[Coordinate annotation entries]
↓↓↓

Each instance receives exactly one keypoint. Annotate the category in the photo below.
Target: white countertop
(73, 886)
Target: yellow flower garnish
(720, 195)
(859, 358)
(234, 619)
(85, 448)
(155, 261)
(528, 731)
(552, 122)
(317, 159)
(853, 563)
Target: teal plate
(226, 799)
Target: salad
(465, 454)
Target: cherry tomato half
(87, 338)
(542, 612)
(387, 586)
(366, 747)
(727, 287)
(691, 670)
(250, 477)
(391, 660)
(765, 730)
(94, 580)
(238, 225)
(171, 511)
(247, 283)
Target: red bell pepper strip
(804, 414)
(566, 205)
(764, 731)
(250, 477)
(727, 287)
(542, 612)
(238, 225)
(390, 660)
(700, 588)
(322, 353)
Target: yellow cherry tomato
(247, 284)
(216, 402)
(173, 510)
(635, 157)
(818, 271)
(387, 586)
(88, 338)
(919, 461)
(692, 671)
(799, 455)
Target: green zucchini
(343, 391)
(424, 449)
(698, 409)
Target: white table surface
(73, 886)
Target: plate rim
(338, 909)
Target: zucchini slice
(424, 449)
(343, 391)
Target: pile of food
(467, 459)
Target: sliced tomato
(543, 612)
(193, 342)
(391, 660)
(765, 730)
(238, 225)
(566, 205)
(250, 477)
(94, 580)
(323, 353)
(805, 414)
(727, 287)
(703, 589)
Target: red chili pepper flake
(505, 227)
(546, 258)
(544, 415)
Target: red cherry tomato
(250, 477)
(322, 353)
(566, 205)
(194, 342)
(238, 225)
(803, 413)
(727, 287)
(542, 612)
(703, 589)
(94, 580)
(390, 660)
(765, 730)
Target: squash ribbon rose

↑↑↑

- **WRITTEN TASK**
Rewrite the lines from the one containing "Target: salad" through the final line, changing each "cherry tomato" to "grape tomato" and leaving everything else unchanged.

- **OUTPUT FOR THIS EXERCISE**
Target: salad
(465, 454)
Target: grape tomato half
(87, 338)
(542, 612)
(387, 586)
(366, 747)
(727, 287)
(691, 670)
(250, 477)
(391, 660)
(765, 730)
(94, 580)
(238, 225)
(171, 511)
(247, 283)
Target: red bell pepper strip
(804, 414)
(566, 205)
(764, 731)
(250, 477)
(727, 287)
(542, 612)
(238, 225)
(390, 660)
(700, 588)
(322, 353)
Target: yellow grape tomato
(247, 284)
(216, 402)
(173, 510)
(635, 157)
(818, 271)
(387, 586)
(88, 338)
(919, 461)
(692, 671)
(799, 455)
Target: green zucchini
(343, 391)
(424, 449)
(698, 409)
Target: white table surface
(73, 886)
Target: plate rim
(338, 909)
Target: zucchini slice
(424, 449)
(343, 391)
Target: pile of food
(467, 459)
Target: sliced tomato
(543, 612)
(193, 342)
(391, 660)
(765, 730)
(238, 225)
(566, 205)
(250, 477)
(94, 580)
(323, 353)
(805, 414)
(727, 287)
(703, 589)
Target: red chili pepper flake
(505, 227)
(546, 258)
(544, 415)
Target: red grape tomato
(250, 477)
(322, 353)
(566, 205)
(194, 342)
(238, 225)
(803, 413)
(727, 287)
(542, 612)
(703, 589)
(94, 580)
(390, 660)
(765, 730)
Target: squash ribbon rose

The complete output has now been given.